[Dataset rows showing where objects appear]

## Start

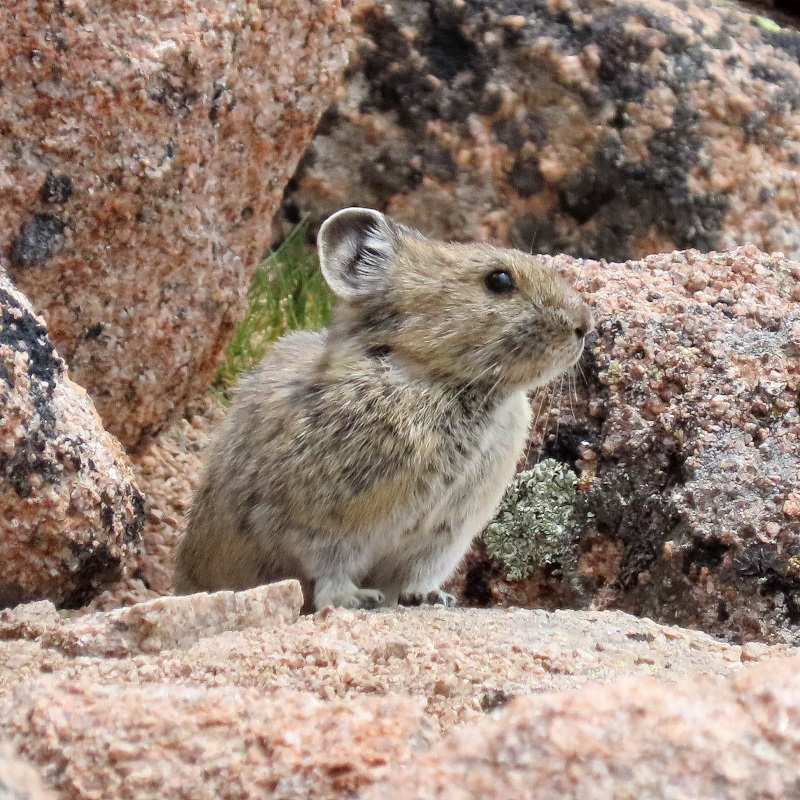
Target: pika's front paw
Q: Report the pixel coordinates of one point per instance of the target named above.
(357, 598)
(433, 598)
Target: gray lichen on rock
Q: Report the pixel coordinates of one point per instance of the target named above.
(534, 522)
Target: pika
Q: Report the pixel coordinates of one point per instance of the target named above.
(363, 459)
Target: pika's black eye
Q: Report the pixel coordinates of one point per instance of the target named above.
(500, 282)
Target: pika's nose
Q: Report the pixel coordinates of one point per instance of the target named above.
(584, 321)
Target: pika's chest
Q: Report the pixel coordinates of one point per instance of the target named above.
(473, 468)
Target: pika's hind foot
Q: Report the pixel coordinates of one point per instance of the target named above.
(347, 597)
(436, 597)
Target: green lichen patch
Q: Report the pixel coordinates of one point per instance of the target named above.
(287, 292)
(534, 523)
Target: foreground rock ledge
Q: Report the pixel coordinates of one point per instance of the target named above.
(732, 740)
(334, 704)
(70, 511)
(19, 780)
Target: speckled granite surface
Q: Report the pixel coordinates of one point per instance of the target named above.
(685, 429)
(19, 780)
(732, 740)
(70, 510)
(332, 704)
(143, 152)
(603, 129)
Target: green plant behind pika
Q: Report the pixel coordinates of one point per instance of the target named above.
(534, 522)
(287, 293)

## End
## Start

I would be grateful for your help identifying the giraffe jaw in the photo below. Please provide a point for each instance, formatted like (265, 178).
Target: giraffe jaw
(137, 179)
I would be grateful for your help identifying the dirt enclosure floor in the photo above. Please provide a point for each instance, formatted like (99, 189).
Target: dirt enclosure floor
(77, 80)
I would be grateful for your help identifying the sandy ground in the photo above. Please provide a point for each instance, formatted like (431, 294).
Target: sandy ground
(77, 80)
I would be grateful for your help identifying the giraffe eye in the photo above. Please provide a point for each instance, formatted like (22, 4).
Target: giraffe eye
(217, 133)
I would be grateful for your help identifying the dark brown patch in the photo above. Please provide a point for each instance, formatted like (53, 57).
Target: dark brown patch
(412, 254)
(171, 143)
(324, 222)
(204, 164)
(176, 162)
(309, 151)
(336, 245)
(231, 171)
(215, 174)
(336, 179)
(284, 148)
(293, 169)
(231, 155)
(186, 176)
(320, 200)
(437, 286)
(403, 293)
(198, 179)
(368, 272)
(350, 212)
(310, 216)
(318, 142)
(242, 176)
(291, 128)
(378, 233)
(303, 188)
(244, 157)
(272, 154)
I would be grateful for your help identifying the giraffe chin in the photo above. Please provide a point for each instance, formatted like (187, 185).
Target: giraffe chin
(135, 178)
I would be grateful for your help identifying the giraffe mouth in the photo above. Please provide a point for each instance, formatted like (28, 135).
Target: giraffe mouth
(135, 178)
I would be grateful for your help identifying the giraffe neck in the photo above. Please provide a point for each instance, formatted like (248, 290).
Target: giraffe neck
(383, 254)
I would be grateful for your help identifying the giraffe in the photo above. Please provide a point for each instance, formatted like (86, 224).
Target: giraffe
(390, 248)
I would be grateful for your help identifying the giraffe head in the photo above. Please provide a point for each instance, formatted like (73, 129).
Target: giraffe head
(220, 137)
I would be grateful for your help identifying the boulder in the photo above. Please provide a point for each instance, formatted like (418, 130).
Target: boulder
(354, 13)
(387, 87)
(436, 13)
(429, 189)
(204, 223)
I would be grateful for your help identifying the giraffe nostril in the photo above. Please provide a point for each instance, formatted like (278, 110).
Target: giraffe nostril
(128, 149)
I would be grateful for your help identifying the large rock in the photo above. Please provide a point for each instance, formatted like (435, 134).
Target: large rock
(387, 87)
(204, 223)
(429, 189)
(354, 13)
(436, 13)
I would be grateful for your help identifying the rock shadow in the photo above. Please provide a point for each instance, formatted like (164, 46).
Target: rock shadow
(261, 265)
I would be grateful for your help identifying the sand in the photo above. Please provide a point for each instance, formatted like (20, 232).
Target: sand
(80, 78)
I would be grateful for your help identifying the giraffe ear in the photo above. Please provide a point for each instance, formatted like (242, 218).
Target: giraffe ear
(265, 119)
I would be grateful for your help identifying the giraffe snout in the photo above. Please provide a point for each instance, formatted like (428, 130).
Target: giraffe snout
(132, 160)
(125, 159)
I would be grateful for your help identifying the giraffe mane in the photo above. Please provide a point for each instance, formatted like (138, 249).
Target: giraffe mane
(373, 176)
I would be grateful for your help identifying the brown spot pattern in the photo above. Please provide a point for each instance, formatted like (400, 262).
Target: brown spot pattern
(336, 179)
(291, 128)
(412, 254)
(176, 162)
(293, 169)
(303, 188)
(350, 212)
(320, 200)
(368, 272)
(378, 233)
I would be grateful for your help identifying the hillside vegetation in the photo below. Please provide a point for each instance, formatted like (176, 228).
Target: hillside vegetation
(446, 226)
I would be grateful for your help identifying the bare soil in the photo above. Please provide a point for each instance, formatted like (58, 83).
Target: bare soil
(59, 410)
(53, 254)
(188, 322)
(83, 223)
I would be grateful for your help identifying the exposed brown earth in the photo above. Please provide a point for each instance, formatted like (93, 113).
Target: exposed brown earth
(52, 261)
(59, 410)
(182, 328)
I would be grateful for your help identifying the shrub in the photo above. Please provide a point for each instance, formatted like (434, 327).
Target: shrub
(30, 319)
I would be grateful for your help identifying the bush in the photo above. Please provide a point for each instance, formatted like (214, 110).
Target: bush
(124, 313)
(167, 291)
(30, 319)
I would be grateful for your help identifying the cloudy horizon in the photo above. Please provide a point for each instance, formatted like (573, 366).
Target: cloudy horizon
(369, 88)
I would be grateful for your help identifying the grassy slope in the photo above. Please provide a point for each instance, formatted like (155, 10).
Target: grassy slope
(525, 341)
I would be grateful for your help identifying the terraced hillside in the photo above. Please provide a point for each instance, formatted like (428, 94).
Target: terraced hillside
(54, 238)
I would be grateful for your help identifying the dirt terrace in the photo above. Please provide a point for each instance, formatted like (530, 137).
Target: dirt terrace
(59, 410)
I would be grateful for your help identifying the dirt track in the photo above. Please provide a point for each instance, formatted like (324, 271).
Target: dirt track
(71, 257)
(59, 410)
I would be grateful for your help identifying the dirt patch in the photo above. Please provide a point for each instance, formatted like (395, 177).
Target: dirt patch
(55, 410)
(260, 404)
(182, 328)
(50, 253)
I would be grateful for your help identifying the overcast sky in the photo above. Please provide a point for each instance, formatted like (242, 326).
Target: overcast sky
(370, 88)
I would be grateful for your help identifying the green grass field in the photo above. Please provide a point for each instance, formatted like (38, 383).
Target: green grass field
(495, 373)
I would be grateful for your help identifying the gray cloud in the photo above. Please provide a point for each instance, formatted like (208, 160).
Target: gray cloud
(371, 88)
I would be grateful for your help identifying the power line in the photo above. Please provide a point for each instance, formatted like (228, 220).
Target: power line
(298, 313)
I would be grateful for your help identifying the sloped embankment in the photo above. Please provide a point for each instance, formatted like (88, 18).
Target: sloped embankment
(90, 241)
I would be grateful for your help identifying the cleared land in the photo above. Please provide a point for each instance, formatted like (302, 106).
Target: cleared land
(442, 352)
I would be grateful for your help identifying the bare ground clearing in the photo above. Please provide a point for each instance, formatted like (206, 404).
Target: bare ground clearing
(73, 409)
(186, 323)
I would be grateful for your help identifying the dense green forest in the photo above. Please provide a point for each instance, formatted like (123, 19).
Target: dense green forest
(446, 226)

## End
## Start

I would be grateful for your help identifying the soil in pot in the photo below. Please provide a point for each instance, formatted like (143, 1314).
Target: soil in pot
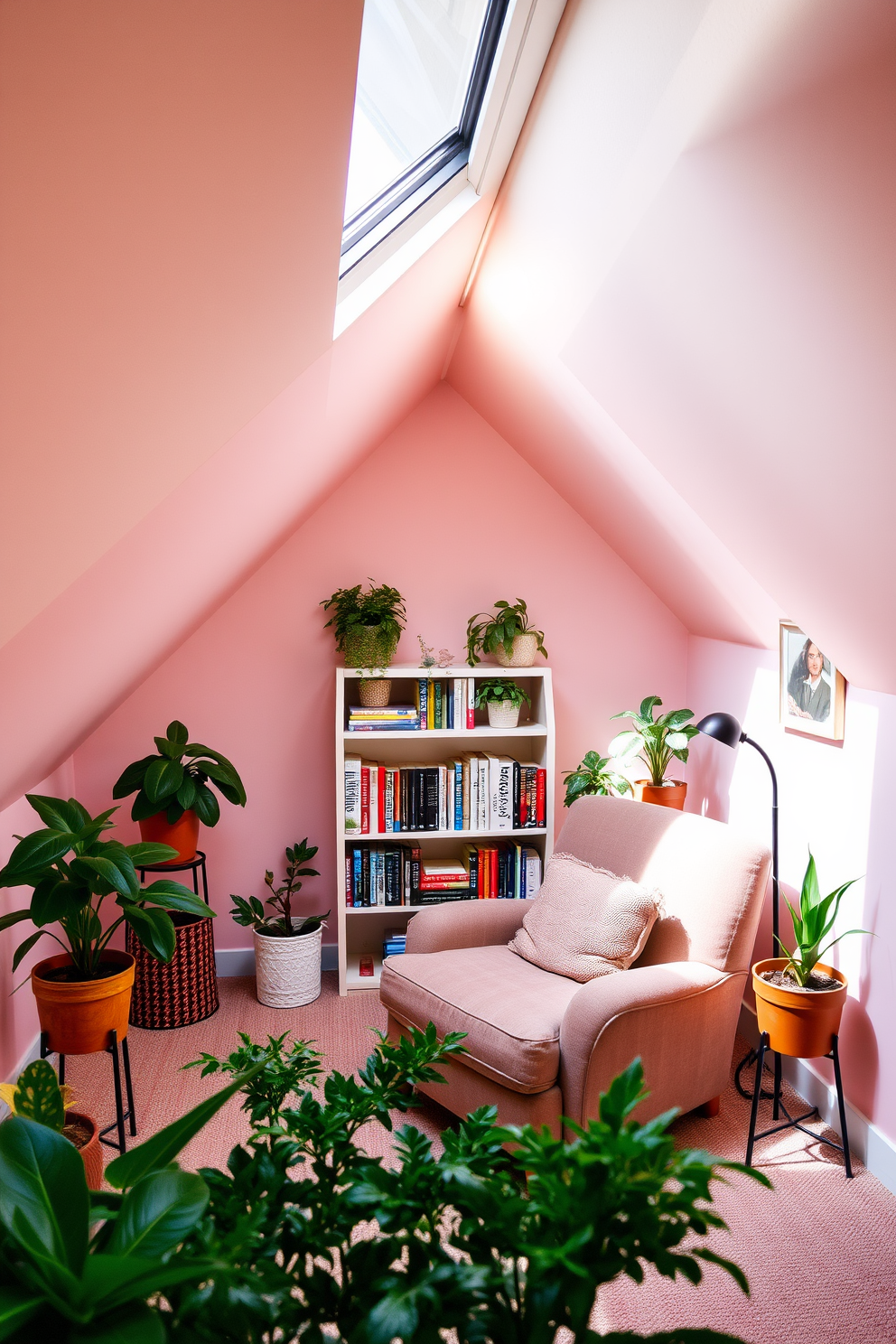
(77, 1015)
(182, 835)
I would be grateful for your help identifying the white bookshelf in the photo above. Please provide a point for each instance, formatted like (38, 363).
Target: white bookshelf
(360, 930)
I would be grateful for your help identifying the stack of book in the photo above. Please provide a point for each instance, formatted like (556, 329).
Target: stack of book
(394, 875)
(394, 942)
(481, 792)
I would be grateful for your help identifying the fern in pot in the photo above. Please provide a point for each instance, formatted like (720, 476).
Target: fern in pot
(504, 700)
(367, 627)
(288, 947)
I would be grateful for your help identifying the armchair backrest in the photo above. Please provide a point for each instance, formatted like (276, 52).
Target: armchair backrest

## End

Locate each line in the data above that contains the word "enclosure", and copy those lines out.

I would be grateful for your help identifying the dirt enclosure floor in the photo above. Please provide a point for each instance, formatted like (99, 189).
Target: dirt enclosure floor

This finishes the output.